漫画の実写映画化について論じた下の文章を、最後の文のあとから書き継いでください。

▶ 文書の抜粋
--

ガクトが鬼滅の刃の、無惨のコスプレを披露して、なかなか完成度が高くてよい。
コスプレは、そのキャラを再現する娯楽である。
ストーリーは、キャラを再現することではない。
実写映画化の失敗は、
僕は「目的を迫真にできないこと」だと考えている。
漫画のストーリーにおける目的は、
実写の世界に転移させると、
どこか漫画的である。
実写の世界で、
ほんとうにそのような無茶な(漫画的な)行動をするならば、
よほどの理由がなくてはしないものだ。
たとえば鬼滅の序盤、
妹が鬼になったとして、それを戻すことが目的であっても、
岩を切る修行を子供がするだろうか?
そんなの無理だとふつうなら逃げ出してしまって、
まともな医者を探したり、大人を頼るはずである。
それを、
「どうしても岩を切らなければならない」
にストーリーを持っていくには、
それなりの実写的なストーリーが必要だと思われる。
あるいは、
実写の炭二郎は、
妹を人間に戻せれば旅は終わりか?
それとも鬼殲滅までが目的か?

--

▶ 提供データ

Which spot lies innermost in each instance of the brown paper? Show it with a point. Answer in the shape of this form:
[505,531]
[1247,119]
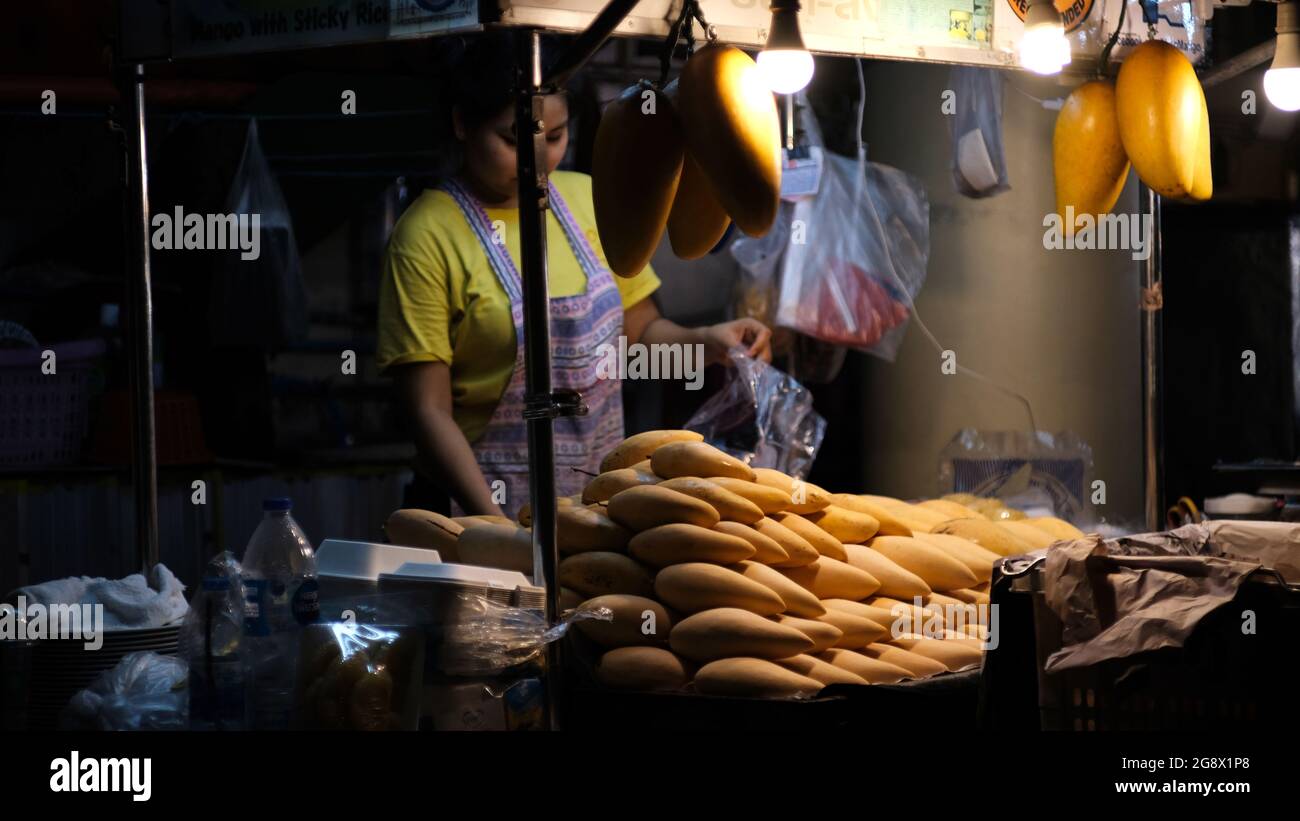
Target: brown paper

--

▶ 解答
それによって、
「その目的の遂行に対して、
観客を感情移入させるだけのなにか」
が僕は必要だと思う。
なぜなら、実写の世界では、
鬼殺隊の行動や組織論は、あまりにも漫画的だからだ。
警察組織やヤクザや軍隊や隣組などの現実的組織と、
それらは並列するような実在感が必要になってくる。
そこだけ漫画的に悪目立ちするべきではない。
そこらへんの、
実写的リアルワールドへ、
上手に漫画的ワールドを移植できない限り、
実写化は100万年経っても成功しない。
それは作品愛では如何ともしがたい、
脚本的実力を要求される。
たとえば進撃の巨人の実写化を見ればあきらかだ。
「心臓を捧げよ!」の原作の悲壮さや壮絶さは、
実写ではただの陳腐であった。
車田正美的漫画ワールドを、
うまく実写世界に転生させたものに、
ドラマ風魔がある。
コスプレは完璧ではないどころか、
紫やニワトリ頭がいるメチャクチャぶりだが、
ドラマ的世界として上手に成立させてあることは、
これまでの解説やみなさんの感想からあきらかだ。
コスプレはストーリーではない。
ストーリーとは、目的と行動と感情移入だ。
そして感情移入とは、
「全く知らない人なのだが、
その気持ちはすごく分かるので、
この二時間の間応援したいぞ」と思わせることであり、
知ってる友達に抱く親近感ではない。
その差を把握しない限り、
どんな漫画の実写化も成功しないだろう。
マーベルが上手くいっているのは、
目的への感情移入だ。
最初は知らない人なのに、映画半ばになったら、
思わず応援している。それが映画のストーリーというものである。
(なお、映画版「いけちゃんとぼく」は、
その動機付けに半分失敗している。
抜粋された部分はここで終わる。